■ Requisitos do problema ■
Por favor, transcreva palavra por palavra, do texto sobre Tia Biló que vem abaixo, tudo desde “Esse ladrão cantado” até “de seus antepassados.”, inclusive.

■ Trecho do documento ■
Tia Biló: a perseverança para manter viva a memória de Julião Ramos

* Por Marileia Maciel. Jornalista e moradora do bairro do Laguinho 

“Eu tinha mamãe eu tinha, eu tinha meu passarinho, estava preso na gaiola, bateu asas e foi embora…”

Esse ladrão cantado na voz poderosa da Tia Biló chamava o povo de volta pra roda de marabaixo, por mais cansados que estivessem, porque era força e fé que saia dessa mulher, única filha de Julião Ramos que ainda vivia entre nós. Hoje ela se despediu como um passarinho, bateu asas e voou, depois de 96 anos criando filhos, netos e bisnetos, recebendo fieis e marabaixeiros em sua casa, repassando ensinamentos e contando histórias permitidas por sua memória carregada de lembranças e saudades de seus antepassados.

“Pra onde tu vais rapaz? Eu vou fazer minha morada lá pros campos do Laguinho…”

Benedita Gulilherma Ramos nasceu em Macapá, no ano de 1925, e presenciou o nascimento da cidade, brincou no antigo Largo de São João, onde as famílias negras firmaram a Vila de Santa Engrácia, dançavam o marabaixo e professavam a fé na Santíssima Trindade e Divino Espírito Santo. Quando estas famílias saíram do centro de Macapá, carregando a meninada e seus poucos pertences, tocando caixas e entoando ladrões e lamentos e começaram a ocupar onde hoje é Laguinho e Santa Rita, antes Favela, Tia Biló veio junto com o pai e mãe, Januária Simplícia Ramos e os irmãos Martinho, Joaquim, Apolinário e Felícia, iniciar a povoação deste reduto negro.

“…Eu tenho fé em Deus e na sagrada Maria, a quem Deus promete não falta, serei feliz algum dia…”

A família foi se despedindo deste mundo, e ficou tia Biló, com seus descendentes, assumindo a responsabilidade de manter o legado deixado. Ela esteve até ontem entre nós, mantendo as tradições e a fé em torno das coroas, fitas, murtas e mastros, símbolos da resistência, que fazem parte do ambiente místico da casa do mestre Julião Ramos, onde se respira ancestralidade, da frente, onde as rodas de marabaixo acontecem e os mastros são erguidos, passando pela sala, dos santos e coroas, até a cozinha, onde as refeições são preparadas e servidas durante o período do Ciclo do Marabaixo.

■ Extrato de dados ■
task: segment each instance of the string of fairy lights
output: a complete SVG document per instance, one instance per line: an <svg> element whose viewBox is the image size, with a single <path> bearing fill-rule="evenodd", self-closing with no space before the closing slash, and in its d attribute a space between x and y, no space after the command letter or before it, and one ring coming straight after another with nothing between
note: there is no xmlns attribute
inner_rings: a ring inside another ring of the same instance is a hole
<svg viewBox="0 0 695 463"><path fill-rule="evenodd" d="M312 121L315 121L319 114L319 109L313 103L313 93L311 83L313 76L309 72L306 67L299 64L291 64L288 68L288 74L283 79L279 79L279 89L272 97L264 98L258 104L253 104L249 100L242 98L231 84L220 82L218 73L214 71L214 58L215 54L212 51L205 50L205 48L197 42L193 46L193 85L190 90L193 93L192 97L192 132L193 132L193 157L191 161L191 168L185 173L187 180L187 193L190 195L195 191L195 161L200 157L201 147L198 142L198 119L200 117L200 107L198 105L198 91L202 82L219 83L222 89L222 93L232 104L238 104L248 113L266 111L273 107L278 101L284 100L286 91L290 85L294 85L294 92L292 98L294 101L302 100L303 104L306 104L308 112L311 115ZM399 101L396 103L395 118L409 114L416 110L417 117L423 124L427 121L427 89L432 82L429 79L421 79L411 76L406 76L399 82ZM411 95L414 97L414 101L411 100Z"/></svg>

■ Resposta do exercício ■
Esse ladrão cantado na voz poderosa da Tia Biló chamava o povo de volta pra roda de marabaixo, por mais cansados que estivessem, porque era força e fé que saia dessa mulher, única filha de Julião Ramos que ainda vivia entre nós. Hoje ela se despediu como um passarinho, bateu asas e voou, depois de 96 anos criando filhos, netos e bisnetos, recebendo fieis e marabaixeiros em sua casa, repassando ensinamentos e contando histórias permitidas por sua memória carregada de lembranças e saudades de seus antepassados.